Present the material from the line with "For the pick" to the line with "column 228, row 328", both included, as a Markdown table with the columns Row and Text, skipping any blank lines.

Exercise inputs
╔══
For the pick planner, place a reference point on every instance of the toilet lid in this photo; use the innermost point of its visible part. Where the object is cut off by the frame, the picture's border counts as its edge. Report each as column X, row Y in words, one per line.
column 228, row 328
╚══
╔══
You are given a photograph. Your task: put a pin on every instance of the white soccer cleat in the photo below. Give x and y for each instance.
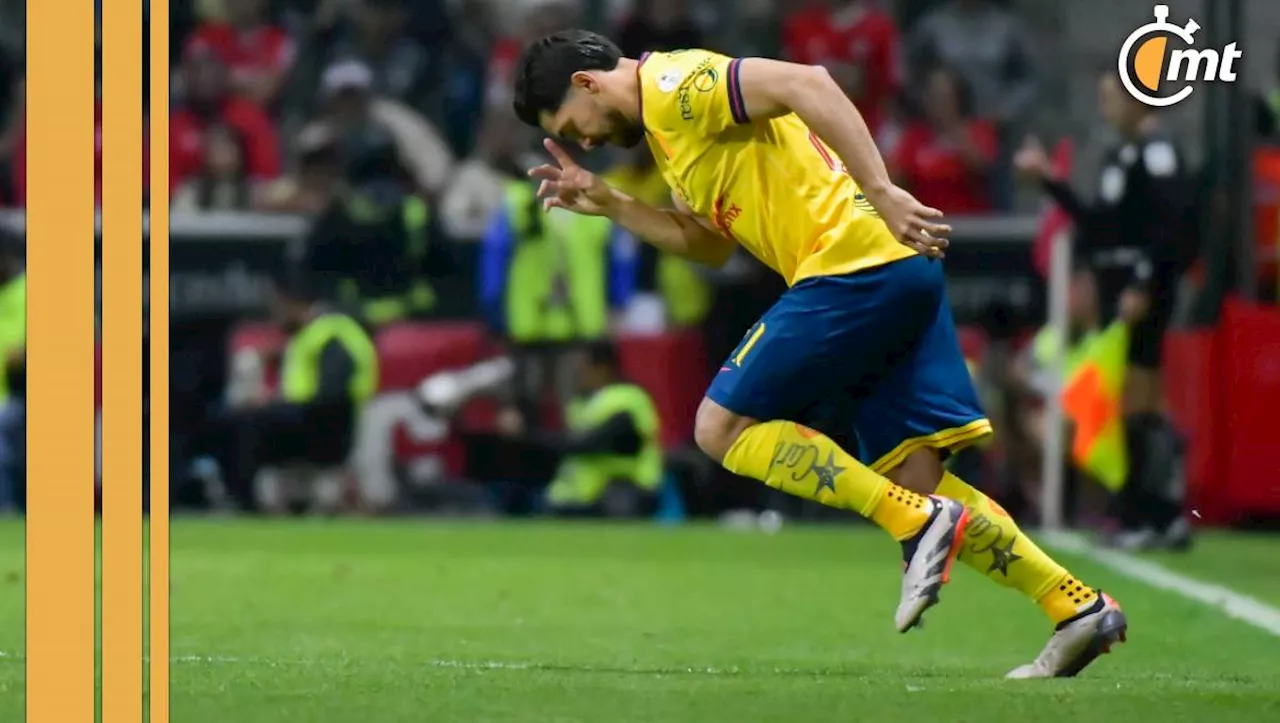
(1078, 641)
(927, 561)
╚══
╔══
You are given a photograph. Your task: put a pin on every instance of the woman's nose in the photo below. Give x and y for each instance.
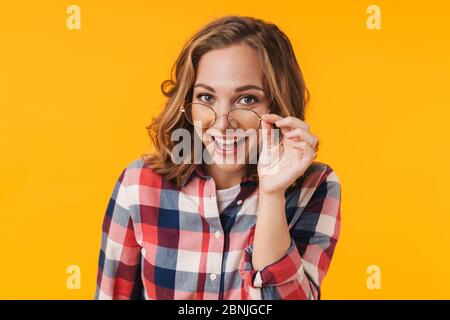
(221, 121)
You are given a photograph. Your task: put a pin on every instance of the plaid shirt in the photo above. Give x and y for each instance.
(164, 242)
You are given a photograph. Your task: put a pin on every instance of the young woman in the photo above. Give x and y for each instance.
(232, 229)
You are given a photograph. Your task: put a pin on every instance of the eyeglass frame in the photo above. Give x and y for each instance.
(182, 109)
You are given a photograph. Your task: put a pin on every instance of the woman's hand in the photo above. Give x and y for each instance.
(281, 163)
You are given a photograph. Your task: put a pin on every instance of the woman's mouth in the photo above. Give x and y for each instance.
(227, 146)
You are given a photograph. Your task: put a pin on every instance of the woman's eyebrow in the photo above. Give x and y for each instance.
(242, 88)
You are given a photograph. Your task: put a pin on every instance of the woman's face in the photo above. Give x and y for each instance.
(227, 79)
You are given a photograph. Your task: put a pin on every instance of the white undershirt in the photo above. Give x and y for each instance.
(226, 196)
╚══
The output
| Row | Text |
|---|---|
| 1 | For the pick planner, place a reference point on every instance of the toilet lid in this photo; use the innermost point of its visible part. Where the object is cut off by the frame, the picture's border counts as its edge. Report each as column X, row Y in words, one per line. |
| 2 | column 228, row 328 |